**Extrait du document:**
Hermann y était, y est peut-être encore, mais je n'ai pas pu approcher, tant pis, je ne vais pas pleurer.
J'ai profité de l'occasion pour dévaliser les vendeurs, repartir avec une suite princière (L'oasis en flammes et d'autres épisodes), ainsi qu'avec, sous le bras, un album d'exception : Caatinga.
J'ai lu tout cela hier soir, j'en reste abasourdi.
La musique d'Ennio Morricone n'était plus très loin, ni le sourire blanc de James Coburn.
Mais non, puisque le silence est d'Hermann.
Avant tout, la roche cassée, calcinée et lourde du Sertao m'a rappelé les déserts rouges et immenses de Fortune Carrée, le roman génial de Joseph Kessel, l'un de mes écrivains favoris, génie de l'écriture, grand traceur de portraits humains denses et vivants.
...
Voilà.
J'ai beaucoup écrit et en même temps rien dit. C'était désordonné.
D'habitude, je parle peu (il faut retenir la leçon de Jijé), mais là, je devais ne pas faillir à mon devoir de présentation.
Que Hermann Huppen sache que son dessin foudroie, intemporel en diable !
Et que son honnêteté, son énergie, sont appréciées, encore, par les jeunes imbéciles que nous sommes.

**Exercice écrit A:** Relevez chaque ligne des enregistrements qui contient la chaîne « left », en tenant compte de la casse.
Le texte et les enregistrements n'ont aucun lien entre eux.

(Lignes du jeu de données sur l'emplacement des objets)
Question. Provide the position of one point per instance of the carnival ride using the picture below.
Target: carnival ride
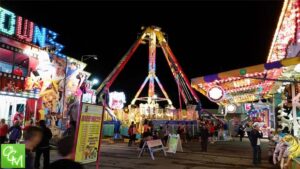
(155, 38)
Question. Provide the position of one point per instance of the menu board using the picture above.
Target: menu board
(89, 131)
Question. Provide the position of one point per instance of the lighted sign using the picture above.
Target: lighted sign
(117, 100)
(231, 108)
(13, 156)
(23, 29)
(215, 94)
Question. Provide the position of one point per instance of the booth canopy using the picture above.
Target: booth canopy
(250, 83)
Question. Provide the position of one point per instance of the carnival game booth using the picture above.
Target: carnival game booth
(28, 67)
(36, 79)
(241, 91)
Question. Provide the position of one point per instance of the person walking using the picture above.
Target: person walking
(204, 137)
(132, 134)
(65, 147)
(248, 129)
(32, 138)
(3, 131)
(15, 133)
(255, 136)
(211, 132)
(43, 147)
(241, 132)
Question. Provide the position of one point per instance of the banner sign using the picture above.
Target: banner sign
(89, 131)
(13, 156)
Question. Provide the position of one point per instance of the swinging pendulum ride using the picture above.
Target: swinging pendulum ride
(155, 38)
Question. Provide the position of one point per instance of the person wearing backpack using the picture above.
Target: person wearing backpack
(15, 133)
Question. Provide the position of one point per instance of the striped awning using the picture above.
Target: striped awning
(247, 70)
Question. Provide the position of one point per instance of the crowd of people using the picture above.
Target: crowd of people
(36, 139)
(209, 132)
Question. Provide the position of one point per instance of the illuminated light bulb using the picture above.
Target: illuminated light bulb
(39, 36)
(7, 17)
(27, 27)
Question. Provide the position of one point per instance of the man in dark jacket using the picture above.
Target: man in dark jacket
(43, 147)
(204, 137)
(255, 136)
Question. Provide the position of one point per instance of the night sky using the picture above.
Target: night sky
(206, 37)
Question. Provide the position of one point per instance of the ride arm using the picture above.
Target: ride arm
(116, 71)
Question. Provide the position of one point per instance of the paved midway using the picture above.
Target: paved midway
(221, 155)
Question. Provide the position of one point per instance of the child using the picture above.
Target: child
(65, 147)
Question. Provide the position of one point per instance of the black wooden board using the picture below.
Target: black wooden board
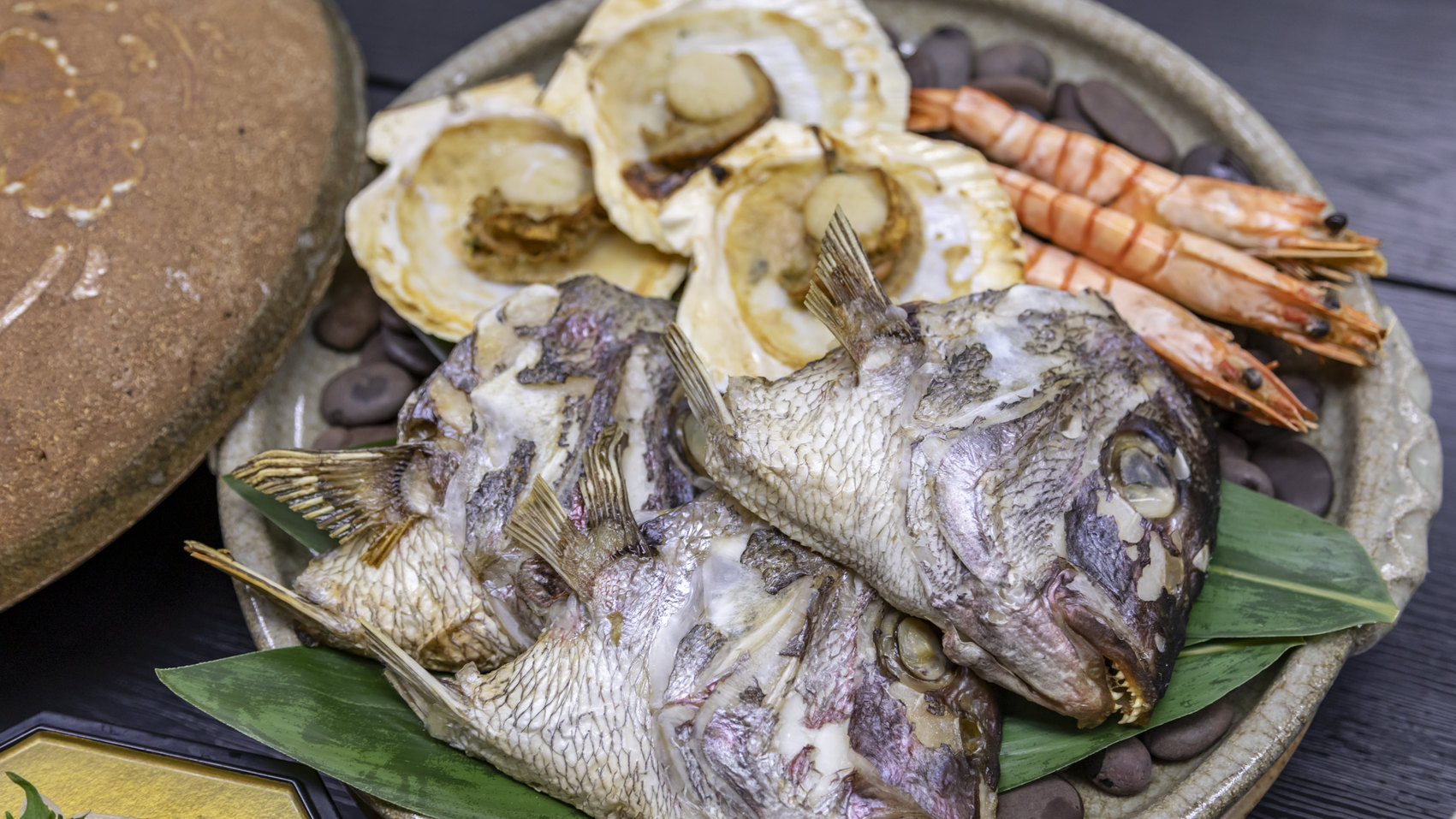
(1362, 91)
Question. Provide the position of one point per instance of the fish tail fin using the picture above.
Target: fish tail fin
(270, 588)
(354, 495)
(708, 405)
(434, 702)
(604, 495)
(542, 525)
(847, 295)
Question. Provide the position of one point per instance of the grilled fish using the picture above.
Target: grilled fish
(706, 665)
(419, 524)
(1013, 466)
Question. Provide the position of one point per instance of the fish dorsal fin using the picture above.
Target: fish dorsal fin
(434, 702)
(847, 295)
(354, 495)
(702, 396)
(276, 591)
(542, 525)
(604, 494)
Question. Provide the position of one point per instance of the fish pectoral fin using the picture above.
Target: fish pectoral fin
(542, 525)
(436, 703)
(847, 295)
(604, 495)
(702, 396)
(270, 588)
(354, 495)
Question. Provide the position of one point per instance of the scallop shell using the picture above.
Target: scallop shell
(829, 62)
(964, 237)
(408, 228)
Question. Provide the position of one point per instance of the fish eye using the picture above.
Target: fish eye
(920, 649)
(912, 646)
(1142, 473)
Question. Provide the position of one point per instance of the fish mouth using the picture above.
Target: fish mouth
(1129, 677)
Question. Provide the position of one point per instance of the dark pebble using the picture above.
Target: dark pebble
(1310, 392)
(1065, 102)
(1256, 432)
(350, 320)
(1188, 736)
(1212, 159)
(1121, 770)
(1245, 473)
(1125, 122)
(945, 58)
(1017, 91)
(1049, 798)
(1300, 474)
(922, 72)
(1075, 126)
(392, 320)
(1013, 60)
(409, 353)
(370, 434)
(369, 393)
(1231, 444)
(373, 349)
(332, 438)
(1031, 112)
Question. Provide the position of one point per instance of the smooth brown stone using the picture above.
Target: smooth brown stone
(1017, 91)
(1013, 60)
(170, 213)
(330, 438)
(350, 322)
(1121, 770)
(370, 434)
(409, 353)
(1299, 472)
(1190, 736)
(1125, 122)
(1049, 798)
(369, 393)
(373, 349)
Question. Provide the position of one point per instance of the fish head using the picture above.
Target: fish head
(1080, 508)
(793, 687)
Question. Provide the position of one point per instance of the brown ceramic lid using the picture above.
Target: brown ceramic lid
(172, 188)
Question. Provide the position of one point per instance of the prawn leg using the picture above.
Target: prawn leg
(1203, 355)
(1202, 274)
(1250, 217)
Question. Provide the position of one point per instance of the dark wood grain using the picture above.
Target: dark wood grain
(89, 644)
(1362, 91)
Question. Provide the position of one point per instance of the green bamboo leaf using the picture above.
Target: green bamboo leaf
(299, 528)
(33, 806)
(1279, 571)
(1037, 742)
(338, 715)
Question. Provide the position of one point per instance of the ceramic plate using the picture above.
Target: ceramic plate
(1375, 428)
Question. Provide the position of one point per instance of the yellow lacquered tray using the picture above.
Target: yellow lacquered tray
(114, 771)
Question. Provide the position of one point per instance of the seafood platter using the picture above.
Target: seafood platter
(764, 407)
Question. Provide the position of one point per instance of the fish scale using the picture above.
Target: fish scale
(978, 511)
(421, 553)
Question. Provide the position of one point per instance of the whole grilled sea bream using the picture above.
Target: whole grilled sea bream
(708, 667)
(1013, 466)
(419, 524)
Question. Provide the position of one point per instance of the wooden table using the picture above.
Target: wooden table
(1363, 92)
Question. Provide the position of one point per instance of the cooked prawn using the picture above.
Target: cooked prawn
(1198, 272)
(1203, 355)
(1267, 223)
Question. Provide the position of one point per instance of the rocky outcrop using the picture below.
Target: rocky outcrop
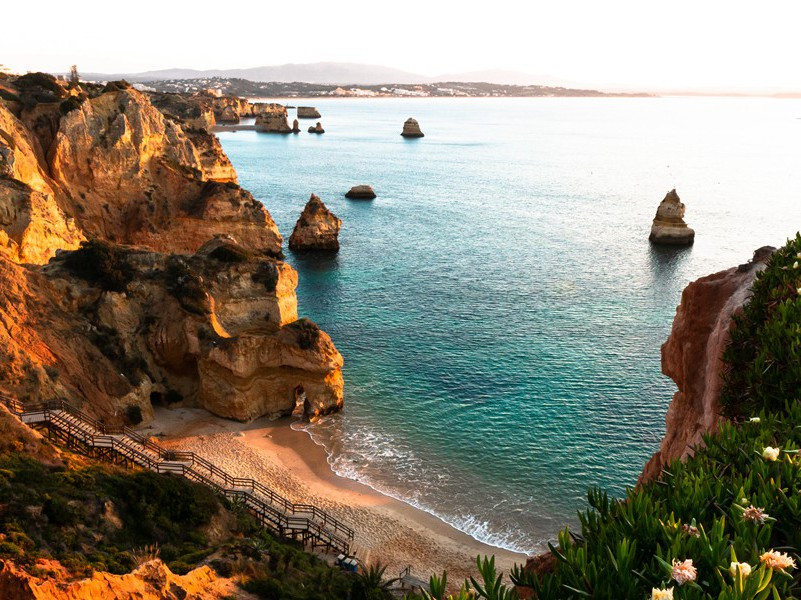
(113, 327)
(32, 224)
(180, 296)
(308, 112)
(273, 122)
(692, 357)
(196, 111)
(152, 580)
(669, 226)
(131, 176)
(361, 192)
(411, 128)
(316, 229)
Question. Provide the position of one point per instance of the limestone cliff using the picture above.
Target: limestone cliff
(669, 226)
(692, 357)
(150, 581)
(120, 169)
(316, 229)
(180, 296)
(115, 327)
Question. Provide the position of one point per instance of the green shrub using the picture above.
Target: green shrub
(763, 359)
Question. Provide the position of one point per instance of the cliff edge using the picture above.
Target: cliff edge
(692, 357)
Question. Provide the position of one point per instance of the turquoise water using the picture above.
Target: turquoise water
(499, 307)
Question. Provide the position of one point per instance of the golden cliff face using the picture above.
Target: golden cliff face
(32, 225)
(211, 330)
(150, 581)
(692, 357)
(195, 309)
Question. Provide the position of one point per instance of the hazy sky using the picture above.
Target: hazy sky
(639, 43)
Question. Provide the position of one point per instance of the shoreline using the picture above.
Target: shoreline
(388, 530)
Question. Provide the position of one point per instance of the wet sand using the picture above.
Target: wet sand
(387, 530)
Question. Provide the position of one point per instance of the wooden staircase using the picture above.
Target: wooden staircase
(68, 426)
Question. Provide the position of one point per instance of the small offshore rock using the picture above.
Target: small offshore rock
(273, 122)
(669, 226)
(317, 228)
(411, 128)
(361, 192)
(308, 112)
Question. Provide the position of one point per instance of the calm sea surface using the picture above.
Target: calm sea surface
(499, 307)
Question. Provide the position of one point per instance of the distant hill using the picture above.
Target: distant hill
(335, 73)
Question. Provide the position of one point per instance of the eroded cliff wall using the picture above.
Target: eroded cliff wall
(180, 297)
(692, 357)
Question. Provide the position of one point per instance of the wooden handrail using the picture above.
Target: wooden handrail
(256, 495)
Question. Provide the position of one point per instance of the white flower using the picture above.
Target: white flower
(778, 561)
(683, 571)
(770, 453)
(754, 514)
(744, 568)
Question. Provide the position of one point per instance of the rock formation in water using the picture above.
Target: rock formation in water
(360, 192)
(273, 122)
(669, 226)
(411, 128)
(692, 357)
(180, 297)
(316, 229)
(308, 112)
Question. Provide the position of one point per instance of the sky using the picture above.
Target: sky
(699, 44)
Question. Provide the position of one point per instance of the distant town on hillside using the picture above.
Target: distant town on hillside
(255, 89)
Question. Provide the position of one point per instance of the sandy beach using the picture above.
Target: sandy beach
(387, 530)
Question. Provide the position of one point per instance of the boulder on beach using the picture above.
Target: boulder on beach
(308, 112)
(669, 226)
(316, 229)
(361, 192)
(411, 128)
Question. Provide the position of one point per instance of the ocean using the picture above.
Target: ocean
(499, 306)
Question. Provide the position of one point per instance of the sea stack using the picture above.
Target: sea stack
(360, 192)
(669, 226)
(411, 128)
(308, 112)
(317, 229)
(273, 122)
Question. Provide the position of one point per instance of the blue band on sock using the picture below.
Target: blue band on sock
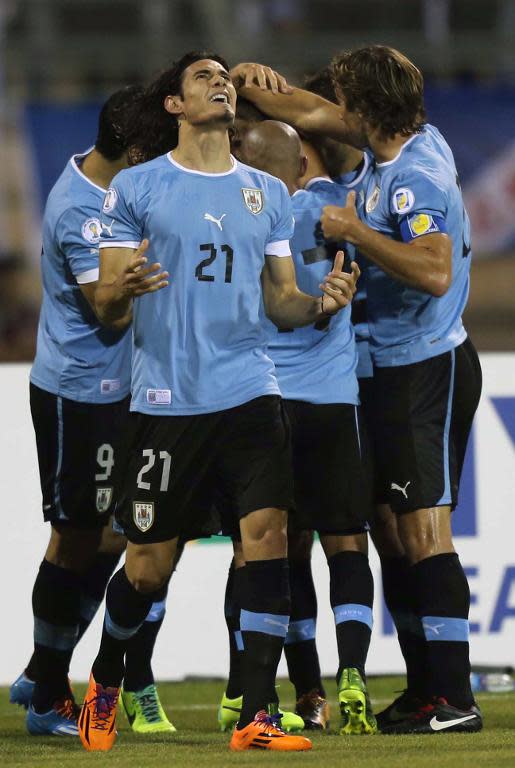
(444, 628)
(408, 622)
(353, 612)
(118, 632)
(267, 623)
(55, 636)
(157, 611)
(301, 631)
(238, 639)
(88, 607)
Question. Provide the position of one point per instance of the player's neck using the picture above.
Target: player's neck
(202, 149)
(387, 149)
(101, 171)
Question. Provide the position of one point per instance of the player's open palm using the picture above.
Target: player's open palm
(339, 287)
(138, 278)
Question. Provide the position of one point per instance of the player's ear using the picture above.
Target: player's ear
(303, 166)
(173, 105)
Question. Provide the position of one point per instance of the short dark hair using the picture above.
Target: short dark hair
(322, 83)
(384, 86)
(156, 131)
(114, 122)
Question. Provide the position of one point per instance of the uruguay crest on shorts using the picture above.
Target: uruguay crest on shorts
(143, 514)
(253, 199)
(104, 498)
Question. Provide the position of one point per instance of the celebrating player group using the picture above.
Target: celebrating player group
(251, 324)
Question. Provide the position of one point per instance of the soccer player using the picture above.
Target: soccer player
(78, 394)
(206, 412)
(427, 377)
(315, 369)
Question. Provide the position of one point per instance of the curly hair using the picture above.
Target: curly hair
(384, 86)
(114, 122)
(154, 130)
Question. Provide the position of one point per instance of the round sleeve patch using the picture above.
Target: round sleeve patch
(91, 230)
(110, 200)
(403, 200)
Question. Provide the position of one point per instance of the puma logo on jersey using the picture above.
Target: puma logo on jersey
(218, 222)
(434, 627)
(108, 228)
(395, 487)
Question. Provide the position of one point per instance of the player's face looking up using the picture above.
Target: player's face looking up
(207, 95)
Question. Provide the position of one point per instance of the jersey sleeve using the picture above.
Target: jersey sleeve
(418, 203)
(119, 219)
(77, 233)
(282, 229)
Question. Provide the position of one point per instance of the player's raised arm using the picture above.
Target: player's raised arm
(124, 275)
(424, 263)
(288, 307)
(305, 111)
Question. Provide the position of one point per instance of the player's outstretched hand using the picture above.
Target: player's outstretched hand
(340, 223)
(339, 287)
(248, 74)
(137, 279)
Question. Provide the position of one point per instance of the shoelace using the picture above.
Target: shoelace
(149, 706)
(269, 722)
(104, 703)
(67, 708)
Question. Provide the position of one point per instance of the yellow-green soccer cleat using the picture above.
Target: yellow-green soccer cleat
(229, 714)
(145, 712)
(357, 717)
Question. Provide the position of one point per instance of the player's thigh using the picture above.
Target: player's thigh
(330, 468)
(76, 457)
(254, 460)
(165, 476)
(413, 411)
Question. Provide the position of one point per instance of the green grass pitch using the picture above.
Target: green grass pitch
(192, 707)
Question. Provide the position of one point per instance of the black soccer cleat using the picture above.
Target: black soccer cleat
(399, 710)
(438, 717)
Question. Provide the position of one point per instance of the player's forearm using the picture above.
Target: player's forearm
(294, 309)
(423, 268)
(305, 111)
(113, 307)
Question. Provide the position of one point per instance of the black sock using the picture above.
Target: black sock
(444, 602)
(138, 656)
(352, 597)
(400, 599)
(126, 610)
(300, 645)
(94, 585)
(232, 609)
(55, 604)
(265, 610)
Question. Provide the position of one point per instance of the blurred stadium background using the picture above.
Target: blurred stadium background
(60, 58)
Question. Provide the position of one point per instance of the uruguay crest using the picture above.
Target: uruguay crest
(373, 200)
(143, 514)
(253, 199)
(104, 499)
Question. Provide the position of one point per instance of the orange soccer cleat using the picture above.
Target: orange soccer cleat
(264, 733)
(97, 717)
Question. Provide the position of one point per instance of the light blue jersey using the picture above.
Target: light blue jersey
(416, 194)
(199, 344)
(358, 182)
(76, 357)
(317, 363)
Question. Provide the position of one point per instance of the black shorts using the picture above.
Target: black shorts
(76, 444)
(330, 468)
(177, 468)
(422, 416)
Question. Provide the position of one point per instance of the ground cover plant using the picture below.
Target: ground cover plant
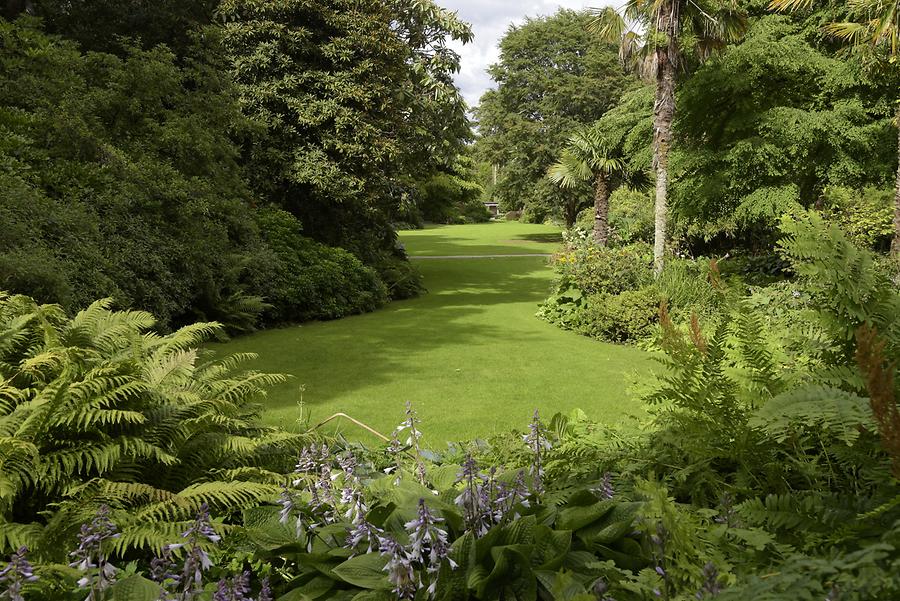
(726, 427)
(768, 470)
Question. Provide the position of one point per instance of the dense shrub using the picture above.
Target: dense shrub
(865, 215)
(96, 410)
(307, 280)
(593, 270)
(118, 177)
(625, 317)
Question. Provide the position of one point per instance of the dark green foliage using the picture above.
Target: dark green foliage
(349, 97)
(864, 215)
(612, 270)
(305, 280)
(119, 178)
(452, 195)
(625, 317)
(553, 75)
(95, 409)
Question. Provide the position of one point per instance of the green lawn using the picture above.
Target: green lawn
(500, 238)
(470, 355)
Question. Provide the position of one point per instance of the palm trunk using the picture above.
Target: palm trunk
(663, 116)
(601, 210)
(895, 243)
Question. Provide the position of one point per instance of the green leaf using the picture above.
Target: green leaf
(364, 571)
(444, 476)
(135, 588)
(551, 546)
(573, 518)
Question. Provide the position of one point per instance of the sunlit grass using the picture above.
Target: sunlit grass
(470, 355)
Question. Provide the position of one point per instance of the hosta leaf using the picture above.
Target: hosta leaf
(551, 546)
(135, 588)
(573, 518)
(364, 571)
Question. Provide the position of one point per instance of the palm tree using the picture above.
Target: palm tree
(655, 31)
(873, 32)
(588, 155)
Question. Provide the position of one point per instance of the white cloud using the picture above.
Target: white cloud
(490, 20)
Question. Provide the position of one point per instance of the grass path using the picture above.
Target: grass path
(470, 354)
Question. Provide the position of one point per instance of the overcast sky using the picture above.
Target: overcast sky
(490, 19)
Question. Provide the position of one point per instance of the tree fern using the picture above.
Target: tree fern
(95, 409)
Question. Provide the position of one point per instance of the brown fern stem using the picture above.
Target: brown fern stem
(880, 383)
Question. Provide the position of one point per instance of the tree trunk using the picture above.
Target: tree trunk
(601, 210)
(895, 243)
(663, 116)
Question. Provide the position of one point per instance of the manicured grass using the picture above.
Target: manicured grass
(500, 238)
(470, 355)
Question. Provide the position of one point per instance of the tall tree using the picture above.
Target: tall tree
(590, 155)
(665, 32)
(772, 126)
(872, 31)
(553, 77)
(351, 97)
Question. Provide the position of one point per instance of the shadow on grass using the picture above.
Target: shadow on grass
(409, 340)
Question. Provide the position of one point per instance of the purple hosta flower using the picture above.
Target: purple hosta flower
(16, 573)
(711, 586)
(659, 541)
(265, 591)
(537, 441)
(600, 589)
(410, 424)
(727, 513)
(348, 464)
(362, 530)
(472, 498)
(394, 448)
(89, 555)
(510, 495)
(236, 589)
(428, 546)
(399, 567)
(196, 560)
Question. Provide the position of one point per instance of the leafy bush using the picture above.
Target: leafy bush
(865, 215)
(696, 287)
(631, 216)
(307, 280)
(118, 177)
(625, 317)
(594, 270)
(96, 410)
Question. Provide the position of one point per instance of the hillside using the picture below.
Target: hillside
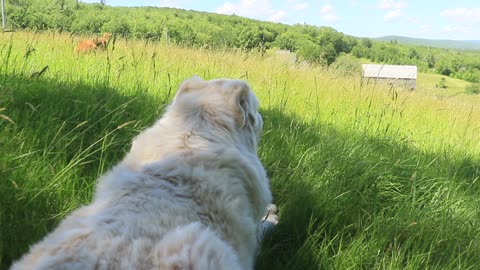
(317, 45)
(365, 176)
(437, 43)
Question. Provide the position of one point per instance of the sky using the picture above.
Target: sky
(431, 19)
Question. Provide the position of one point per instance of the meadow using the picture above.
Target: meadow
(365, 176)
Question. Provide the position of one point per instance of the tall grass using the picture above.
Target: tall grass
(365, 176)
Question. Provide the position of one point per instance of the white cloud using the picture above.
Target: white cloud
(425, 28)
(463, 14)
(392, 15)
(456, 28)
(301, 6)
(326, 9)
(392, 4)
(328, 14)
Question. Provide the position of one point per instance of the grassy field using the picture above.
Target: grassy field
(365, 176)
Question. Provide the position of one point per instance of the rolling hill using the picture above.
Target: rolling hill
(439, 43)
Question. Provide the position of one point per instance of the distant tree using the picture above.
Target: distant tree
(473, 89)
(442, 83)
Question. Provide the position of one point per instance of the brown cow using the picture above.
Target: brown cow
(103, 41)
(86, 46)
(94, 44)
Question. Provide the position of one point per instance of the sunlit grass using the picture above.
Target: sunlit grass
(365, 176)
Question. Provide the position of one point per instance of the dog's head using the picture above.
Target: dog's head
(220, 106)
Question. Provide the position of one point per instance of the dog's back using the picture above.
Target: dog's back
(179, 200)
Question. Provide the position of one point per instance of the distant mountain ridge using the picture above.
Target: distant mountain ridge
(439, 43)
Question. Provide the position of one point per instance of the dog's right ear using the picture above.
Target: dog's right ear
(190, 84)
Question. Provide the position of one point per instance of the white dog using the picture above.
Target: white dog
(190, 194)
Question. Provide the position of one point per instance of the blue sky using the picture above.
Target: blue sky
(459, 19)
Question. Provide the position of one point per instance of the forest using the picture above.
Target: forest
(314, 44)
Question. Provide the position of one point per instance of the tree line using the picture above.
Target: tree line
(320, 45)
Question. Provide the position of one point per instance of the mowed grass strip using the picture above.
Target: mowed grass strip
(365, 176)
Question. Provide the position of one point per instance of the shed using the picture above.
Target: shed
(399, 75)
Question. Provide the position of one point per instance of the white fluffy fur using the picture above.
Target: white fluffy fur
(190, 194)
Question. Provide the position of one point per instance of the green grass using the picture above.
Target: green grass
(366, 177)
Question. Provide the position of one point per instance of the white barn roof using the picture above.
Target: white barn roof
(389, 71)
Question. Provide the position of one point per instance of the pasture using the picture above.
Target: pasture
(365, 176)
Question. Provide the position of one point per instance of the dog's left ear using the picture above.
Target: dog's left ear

**Exercice écrit B:** Recopiez mot pour mot l'intégralité du texte consacré à Hermann.

**Solution détaillée A:**
Question. Provide the position of one point per instance of the dog's left ear using the picture above.
Target: dog's left ear

**Solution détaillée B:**
Hermann y était, y est peut-être encore, mais je n'ai pas pu approcher, tant pis, je ne vais pas pleurer.
J'ai profité de l'occasion pour dévaliser les vendeurs, repartir avec une suite princière (L'oasis en flammes et d'autres épisodes), ainsi qu'avec, sous le bras, un album d'exception : Caatinga.
J'ai lu tout cela hier soir, j'en reste abasourdi.
La musique d'Ennio Morricone n'était plus très loin, ni le sourire blanc de James Coburn.
Mais non, puisque le silence est d'Hermann.
Avant tout, la roche cassée, calcinée et lourde du Sertao m'a rappelé les déserts rouges et immenses de Fortune Carrée, le roman génial de Joseph Kessel, l'un de mes écrivains favoris, génie de l'écriture, grand traceur de portraits humains denses et vivants.
...
Voilà.
J'ai beaucoup écrit et en même temps rien dit. C'était désordonné.
D'habitude, je parle peu (il faut retenir la leçon de Jijé), mais là, je devais ne pas faillir à mon devoir de présentation.
Que Hermann Huppen sache que son dessin foudroie, intemporel en diable !
Et que son honnêteté, son énergie, sont appréciées, encore, par les jeunes imbéciles que nous sommes.